■ Ausgangstext
+++

Seit vergangenem Jahr sind die Proteste leiser geworden. Mit Omikron ging die akute Pandemie in eine Endemie über. Wer 2022 auf die Straße ging, ist nicht einfach verschwunden: Diese Menschen gibt es noch immer. Sie sind nicht still geworden, weil sie ihren Irrweg eingesehen haben oder weil sie von der Ampel bekehrt wurden. Ihren Frust leben sie nun wieder im Verborgenen aus. Das Problem für die Demokratie ist weniger offensichtlich geworden, aber es ist noch immer da.
Mit der Dominanz der Omikronvariante und dem Wegfall weitreichender Schutzmaßnahmen hat sich der aktive und laute Protest erübrigt. Inzwischen diskutiert sogar der Mainstream über Impfkomplikationen und -schäden nach einer Coronaimpfung. Wer diese Schicksale noch vor einigen Monaten ansprach, dem wurden die schlimmsten Unterstellungen gemacht: Solche Menschen galten als unbelehrbare Coronaleugner, sie wurden als Querdenker und Verschwörungstheoretiker diffamiert, die überfüllten Intensivstationen waren ihnen egal.
Nichts begriffen
Zum Glück ist man inzwischen weiter. Die Debatte um die Nachteile der neuartigen Corona-Impfstoffe hat eine rationale und sachliche Ebene erreicht. Das ist ein Schritt in die richtige Richtung. Der Wind hat sich jedoch sehr schnell gedreht. Der Sinneswandel von vielen ist eher auf Gruppendynamiken und weniger auf Überzeugung und Glaubwürdigkeit zurückzuführen.
Auch in der öffentlichen Diskussion über den Umgang mit Ungeimpften in der Pandemie gibt es Lücken. So hinterfragt ein beträchtlicher Teil der Bevölkerung zwischenzeitlich die Sinnhaftigkeit von Lockdowns und 2G. Es wird darüber geredet, dass es falsch war, Ungeimpften den Zutritt zu Restaurants, Kinos und Friseursalons zu verwehren – und bestenfalls einen marginalen Einfluss auf die Pandemiebekämpfung hatte. Die gesellschaftliche Stigmatisierung, die Ungeimpfte über sich ergehen lassen mussten, wird jedoch kaum erwähnt. Noch immer wird viel zu wenigen zugebilligt, sich aus rationalen Gründen gegen eine Coronaimpfung entschieden zu haben. Sie erfahren auch heute keine Rehabilitierung. Wie schon 2021 sind sie unsichtbar.
Zerrissene Gesellschaft
Auch wenn viele heute zurückrudern: Der Umgang mit Ungeimpften in der Pandemie war eine Sternstunde der Demokratiefeindlichkeit. In der Bundesrepublik wurde eine Bevölkerungsgruppe niemals zuvor in vergleichbarer Art und Weise ausgeschlossen und mit latenter Feindseligkeit überzogen. Alle Mechanismen, die so etwas verhindern sollten, haben versagt.

+++

■ Bereitgestellte Daten
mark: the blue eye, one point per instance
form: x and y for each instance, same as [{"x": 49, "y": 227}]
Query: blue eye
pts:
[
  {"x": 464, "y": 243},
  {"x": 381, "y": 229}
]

+++

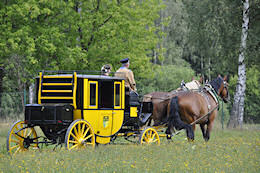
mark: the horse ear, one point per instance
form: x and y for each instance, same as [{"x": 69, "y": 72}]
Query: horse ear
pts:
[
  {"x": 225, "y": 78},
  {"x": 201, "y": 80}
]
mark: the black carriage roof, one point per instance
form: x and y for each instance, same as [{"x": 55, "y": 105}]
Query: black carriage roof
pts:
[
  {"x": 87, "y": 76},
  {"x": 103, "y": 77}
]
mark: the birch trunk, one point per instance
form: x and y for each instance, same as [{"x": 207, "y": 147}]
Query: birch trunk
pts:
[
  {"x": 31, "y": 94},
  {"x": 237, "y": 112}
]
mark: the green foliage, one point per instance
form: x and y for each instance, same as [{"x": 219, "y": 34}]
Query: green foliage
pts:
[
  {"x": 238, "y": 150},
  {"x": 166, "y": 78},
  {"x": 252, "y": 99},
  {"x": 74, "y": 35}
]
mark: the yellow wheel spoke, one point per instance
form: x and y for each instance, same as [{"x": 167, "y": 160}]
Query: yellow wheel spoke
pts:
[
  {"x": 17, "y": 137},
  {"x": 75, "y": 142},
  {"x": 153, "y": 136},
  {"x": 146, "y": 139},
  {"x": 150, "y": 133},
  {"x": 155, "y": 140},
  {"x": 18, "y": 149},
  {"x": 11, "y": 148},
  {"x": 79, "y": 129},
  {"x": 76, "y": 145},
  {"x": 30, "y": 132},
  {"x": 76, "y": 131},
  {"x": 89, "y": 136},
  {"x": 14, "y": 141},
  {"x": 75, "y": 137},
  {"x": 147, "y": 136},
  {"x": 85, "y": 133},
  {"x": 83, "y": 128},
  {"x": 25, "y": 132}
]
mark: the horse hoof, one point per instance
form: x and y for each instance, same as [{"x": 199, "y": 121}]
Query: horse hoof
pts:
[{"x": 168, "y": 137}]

+++

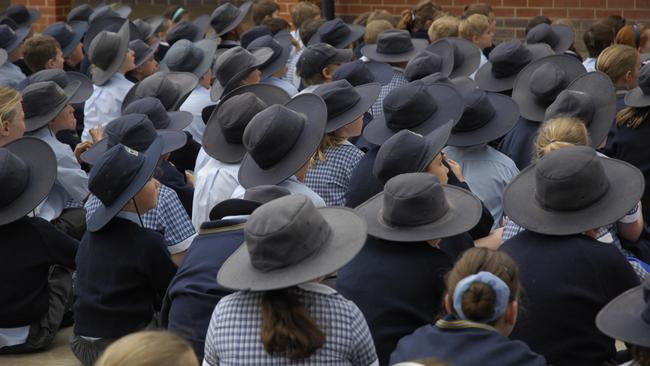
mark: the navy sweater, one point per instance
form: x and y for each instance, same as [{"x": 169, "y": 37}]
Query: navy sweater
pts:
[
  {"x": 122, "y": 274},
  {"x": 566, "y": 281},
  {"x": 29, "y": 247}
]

+++

Gib den Absatz im Ausgangstext, der mit „Auch in der öffentlichen Diskussion“ beginnt, als Stichpunktliste wieder. Behalte dabei seine wesentlichen Aussagen bei.

- Die öffentliche Diskussion über den Umgang mit Ungeimpften in der Pandemie hat Lücken.
- Ein beträchtlicher Teil der Bevölkerung hinterfragt inzwischen den Sinn von Lockdowns und 2G.
- Es wird darüber geredet, dass es falsch war, Ungeimpften den Zutritt zu Restaurants, Kinos und Friseursalons zu verwehren. Das habe höchstens einen marginalen Einfluss auf die Pandemiebekämpfung gehabt.
- Die gesellschaftliche Stigmatisierung der Ungeimpften wird kaum erwähnt.
- Nur wenigen wird zugebilligt, sich aus rationalen Gründen gegen eine Coronaimpfung entschieden zu haben.
- Die Ungeimpften erfahren bis heute keine Rehabilitierung und sind wie schon 2021 unsichtbar.